* Begin Information given *
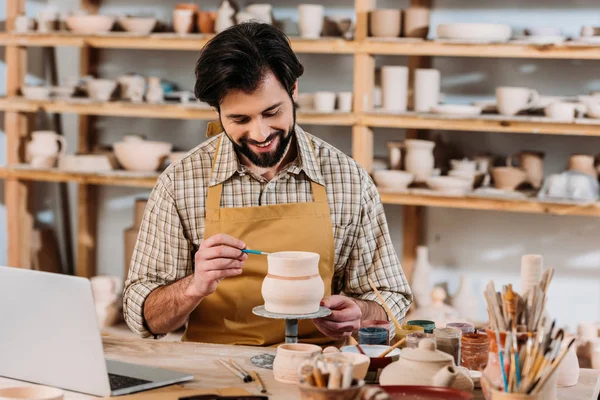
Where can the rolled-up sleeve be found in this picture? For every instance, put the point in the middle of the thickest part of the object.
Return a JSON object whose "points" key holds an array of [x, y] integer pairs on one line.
{"points": [[162, 255], [373, 256]]}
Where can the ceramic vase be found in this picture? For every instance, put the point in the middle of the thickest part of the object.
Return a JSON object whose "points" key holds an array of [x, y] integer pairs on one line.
{"points": [[225, 15], [419, 158], [533, 164], [416, 22], [427, 89], [394, 88], [582, 163], [385, 23], [44, 148], [155, 93], [421, 283], [310, 20], [288, 359], [293, 284]]}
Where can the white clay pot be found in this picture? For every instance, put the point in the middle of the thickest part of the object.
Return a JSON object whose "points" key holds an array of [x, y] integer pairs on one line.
{"points": [[419, 158], [293, 284], [288, 359]]}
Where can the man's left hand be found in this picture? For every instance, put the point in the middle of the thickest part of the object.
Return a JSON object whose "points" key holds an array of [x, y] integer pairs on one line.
{"points": [[345, 317]]}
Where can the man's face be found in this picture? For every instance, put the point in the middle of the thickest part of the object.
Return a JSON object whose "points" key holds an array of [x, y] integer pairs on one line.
{"points": [[260, 124]]}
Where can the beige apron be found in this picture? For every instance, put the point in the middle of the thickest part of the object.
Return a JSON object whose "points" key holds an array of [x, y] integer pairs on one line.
{"points": [[226, 315]]}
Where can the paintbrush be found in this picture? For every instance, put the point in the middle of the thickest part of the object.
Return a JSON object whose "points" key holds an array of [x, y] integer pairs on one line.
{"points": [[385, 306]]}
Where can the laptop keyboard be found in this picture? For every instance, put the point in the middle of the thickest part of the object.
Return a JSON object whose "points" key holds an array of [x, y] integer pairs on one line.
{"points": [[121, 382]]}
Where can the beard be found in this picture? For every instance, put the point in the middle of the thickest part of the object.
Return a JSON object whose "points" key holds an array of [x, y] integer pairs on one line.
{"points": [[273, 157]]}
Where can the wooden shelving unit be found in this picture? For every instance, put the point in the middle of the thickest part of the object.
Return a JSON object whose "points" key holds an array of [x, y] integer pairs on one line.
{"points": [[362, 120]]}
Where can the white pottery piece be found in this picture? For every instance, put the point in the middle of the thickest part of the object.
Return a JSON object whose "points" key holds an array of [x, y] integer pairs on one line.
{"points": [[427, 89], [31, 392], [36, 92], [101, 89], [393, 180], [155, 93], [142, 155], [324, 101], [511, 100], [288, 359], [426, 366], [45, 145], [421, 282], [394, 88], [262, 12], [90, 24], [450, 185], [283, 295], [138, 25], [419, 158], [474, 31], [225, 15], [344, 101], [310, 20]]}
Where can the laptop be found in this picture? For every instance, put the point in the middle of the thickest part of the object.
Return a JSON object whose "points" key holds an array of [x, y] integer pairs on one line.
{"points": [[49, 335]]}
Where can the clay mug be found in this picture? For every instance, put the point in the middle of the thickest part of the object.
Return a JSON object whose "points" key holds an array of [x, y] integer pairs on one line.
{"points": [[310, 20], [416, 22], [206, 21], [385, 23], [582, 163], [289, 358], [511, 100], [533, 164], [183, 21], [562, 111]]}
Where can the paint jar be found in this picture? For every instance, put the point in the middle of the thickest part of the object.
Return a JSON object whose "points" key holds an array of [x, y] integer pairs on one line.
{"points": [[474, 351], [374, 332], [448, 341], [427, 325], [413, 339], [465, 327]]}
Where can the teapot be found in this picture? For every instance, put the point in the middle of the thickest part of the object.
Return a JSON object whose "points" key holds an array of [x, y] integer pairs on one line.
{"points": [[426, 366]]}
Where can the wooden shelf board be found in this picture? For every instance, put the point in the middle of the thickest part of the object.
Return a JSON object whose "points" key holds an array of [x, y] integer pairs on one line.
{"points": [[482, 123], [145, 110], [111, 178], [491, 204], [162, 41], [494, 50]]}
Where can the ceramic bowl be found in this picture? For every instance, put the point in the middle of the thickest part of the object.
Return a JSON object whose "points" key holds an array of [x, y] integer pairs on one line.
{"points": [[90, 24], [36, 92], [101, 89], [141, 26], [142, 156], [31, 393], [393, 179], [474, 31], [449, 184], [508, 178]]}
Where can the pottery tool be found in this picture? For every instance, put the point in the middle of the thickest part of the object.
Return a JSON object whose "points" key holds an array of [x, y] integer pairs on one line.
{"points": [[385, 306], [259, 382], [248, 251], [395, 346], [235, 371], [242, 370]]}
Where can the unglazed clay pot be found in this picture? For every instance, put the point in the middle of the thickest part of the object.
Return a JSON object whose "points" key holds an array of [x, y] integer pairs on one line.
{"points": [[419, 158], [293, 284], [288, 359]]}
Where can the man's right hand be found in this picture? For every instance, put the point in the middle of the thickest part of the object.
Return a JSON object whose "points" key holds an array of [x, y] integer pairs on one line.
{"points": [[219, 257]]}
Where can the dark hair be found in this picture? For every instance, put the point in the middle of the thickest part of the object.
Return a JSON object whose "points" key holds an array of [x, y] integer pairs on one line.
{"points": [[238, 59]]}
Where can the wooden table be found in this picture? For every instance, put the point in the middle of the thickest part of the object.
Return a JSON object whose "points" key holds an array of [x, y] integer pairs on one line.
{"points": [[199, 360]]}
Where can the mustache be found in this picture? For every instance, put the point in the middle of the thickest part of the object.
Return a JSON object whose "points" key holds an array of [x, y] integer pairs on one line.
{"points": [[269, 138]]}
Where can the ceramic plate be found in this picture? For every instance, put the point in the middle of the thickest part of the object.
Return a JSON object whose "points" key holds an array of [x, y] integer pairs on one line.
{"points": [[425, 393], [456, 109]]}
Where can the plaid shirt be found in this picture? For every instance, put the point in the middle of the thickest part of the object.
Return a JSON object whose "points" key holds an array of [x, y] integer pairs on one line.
{"points": [[174, 220]]}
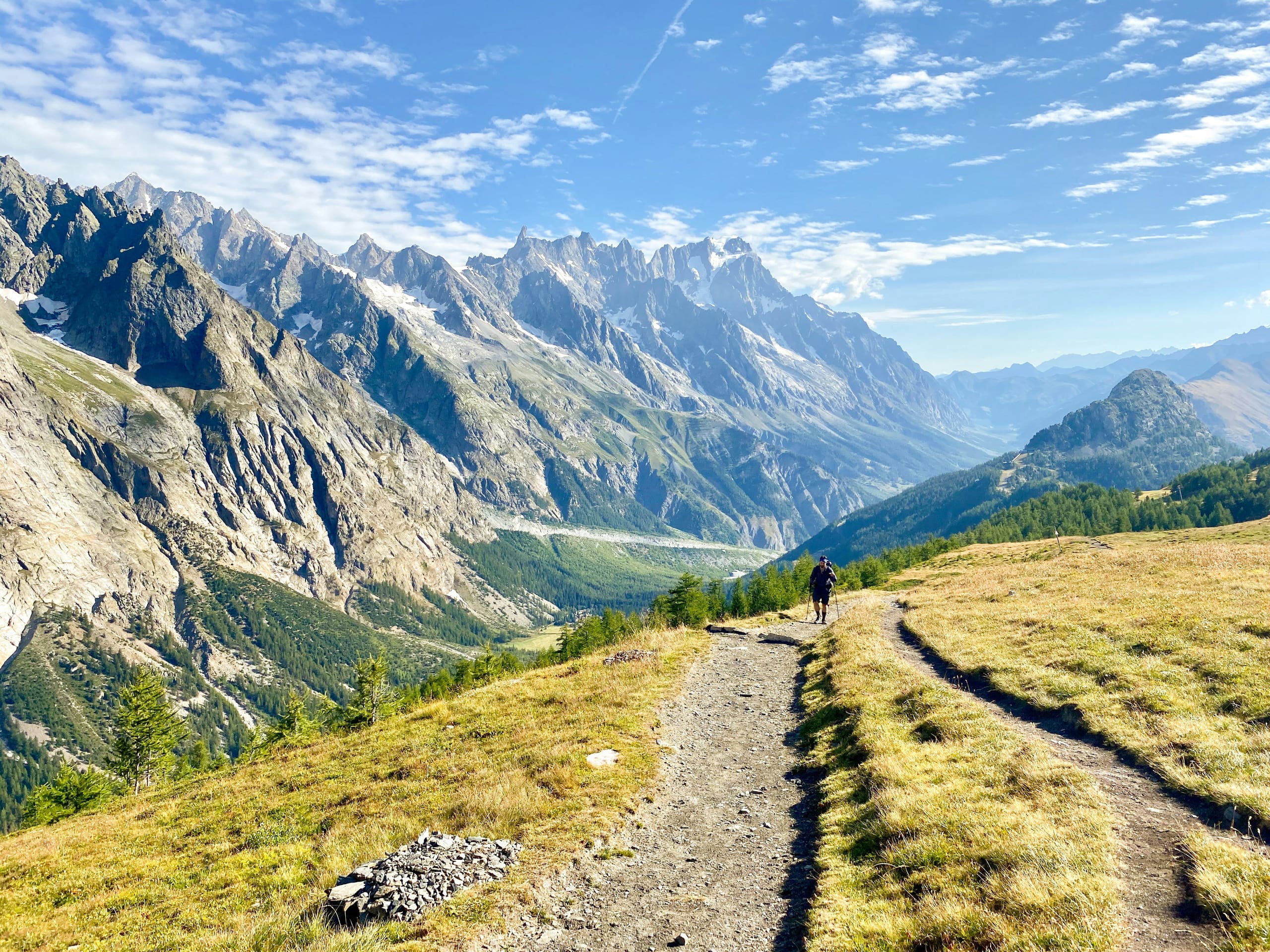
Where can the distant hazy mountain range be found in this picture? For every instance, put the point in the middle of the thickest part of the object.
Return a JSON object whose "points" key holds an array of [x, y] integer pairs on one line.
{"points": [[1141, 436], [588, 382], [182, 388], [1228, 382]]}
* End Information given *
- What the task requires
From the line containing "Where can the dark" through the last line of the material above, write out each line exactly, leaving aside all pictures.

- Answer for this exercise
Where can the dark hair be found in this picture? For every instance, put the point in the middle of the thickest part of the object.
Return a JSON object whose "points" key holds an array of [x, y] integer pairs on one line.
{"points": [[238, 59]]}
Where can the wooden table be found in this picture? For every instance, put the point in the middle of the thickest part of the object.
Return a JSON object whose "points" key holds an array of [x, y] integer pairs on one line.
{"points": [[199, 360]]}
Where can the mustache be found in this picture? For every instance, put the point in the middle of the thickest part of the object.
Return a JSON object whose "points" key holds an array of [x, y] integer pairs on one line.
{"points": [[269, 138]]}
Where can the ceramic plate be found in this picture? For every instance, put the point in the middle of the thickest part of the object.
Return a JSON object whose "points" key holds an array of [x, y] integer pairs on one line.
{"points": [[425, 393], [456, 109]]}
Where can the plaid shirt be found in this picture? For every instance, put the point in the middle of the thickest part of the object.
Return a JSON object whose "points" key holds an array of [x, y] integer pairs on one line.
{"points": [[174, 220]]}
Where can the distant hazy mountain range be found in this picture? For every instance, put the point in the middle of the thickest part of the object.
Return a JSON object whose "points" key holds an array of [x, y] integer pairs on one line.
{"points": [[1141, 436], [588, 382], [182, 388], [1228, 382]]}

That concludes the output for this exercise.